# AUFGABEN
1: Beantworte zum Text über das Aufdecken von Unwahrheiten diese Fragen:
(a) Was ist laut dem ersten Satz weniger geworden?
(b) Wer wird neben den Freien Denkern namentlich als jemand genannt, der Halbwahrheiten dokumentiert?
(c) Auf wen beruft sich der Text mit dem Gedanken, dass „die“ weiterlügen, obwohl sie wissen, dass wir es wissen?
2: Wie könnte der Text über das Aufdecken von Unwahrheiten weitergehen? Setze ihn nach seinem letzten Satz fort.

# SEITE
+++

Ich will gestehen: Der Spaß am Entlarven und Aufzeigen der Unwahrheiten in Staatsfunk und Mainstream ist weniger geworden. Die Gründe sind vielfältig, und einer der Gründe ist für sich sogar ein Zeichen der Hoffnung.

Es sind heute nicht mehr nur Freie Denker oder der Twitterer @argonerd, welche die publizierten Halbwahrheiten dokumentieren und hervorheben. Das ist gut so, da sind Funken echter Hoffnung zu spüren!

Jedoch: Wenn immer mehr Leute die Unwahrheiten aufdecken, aber »die da« immer neue Unwahrheiten nachschütten, könnte das auch ein Hinweis darauf sein, dass es »denen« schlicht egal ist, wenn sie aufgedeckt werden – frei nach Solschenizyn: Die wissen, dass wir wissen, das sie lügen, und doch lügen sie weiter.

Vor allem aber: Mit jedem neuen Tag verstärkt sich das klebrige Gefühl, dass wir wie durch Sumpf und Schlamm waten und durch Morast stapfen – und es fühlt sich schmutzig an.

+++

# Quelldaten

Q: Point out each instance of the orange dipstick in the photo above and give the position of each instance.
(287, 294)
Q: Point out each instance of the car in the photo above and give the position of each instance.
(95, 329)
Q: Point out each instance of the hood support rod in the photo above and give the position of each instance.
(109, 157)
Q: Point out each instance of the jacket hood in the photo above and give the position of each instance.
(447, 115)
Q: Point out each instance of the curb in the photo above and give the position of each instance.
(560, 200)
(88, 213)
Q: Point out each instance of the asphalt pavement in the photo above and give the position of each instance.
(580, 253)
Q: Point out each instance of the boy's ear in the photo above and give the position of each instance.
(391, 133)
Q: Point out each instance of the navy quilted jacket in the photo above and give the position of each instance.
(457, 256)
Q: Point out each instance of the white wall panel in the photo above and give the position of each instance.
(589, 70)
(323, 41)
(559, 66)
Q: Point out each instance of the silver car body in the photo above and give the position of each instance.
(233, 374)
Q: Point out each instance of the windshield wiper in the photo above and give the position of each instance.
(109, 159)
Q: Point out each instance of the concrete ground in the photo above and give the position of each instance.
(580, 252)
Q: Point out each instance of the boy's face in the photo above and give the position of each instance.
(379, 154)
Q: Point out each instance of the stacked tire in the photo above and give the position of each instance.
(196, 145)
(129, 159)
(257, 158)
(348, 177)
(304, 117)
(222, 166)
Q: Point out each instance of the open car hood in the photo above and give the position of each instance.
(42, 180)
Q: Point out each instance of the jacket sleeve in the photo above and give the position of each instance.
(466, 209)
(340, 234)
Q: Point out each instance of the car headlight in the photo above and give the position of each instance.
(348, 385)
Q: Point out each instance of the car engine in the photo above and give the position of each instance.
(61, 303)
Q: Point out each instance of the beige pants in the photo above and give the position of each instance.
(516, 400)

+++

# LÖSUNGEN
1:
(a) Der Spaß am Entlarven und Aufzeigen der Unwahrheiten in Staatsfunk und Mainstream.
(b) Der Twitterer @argonerd.
(c) Auf Solschenizyn.

2:
Ich will einen Mittelweg finden, der doch kein Kompromiss ist. Wie soll ich das anstellen? Ich suche nach höherer Erkenntnis, und – Sie kennen mich – da greife ich auch mal nach der Bibel.

Zu Lebzeiten

»Ich bitte nicht, dass du sie aus der Welt nimmst, sondern dass du sie bewahrst vor dem Bösen«, so betet Jesus in Johannes 17:15f, »sie sind nicht von der Welt, wie auch ich nicht von der Welt bin.«

Mancher könnte sich fragen, warum denn Jesus betet – es ist ja nicht das einzige Mal. Wir fragen uns, ob es ein Selbstgespräch ist, und dann erinnern wir uns an die Sache mit der Dreieinigkeit.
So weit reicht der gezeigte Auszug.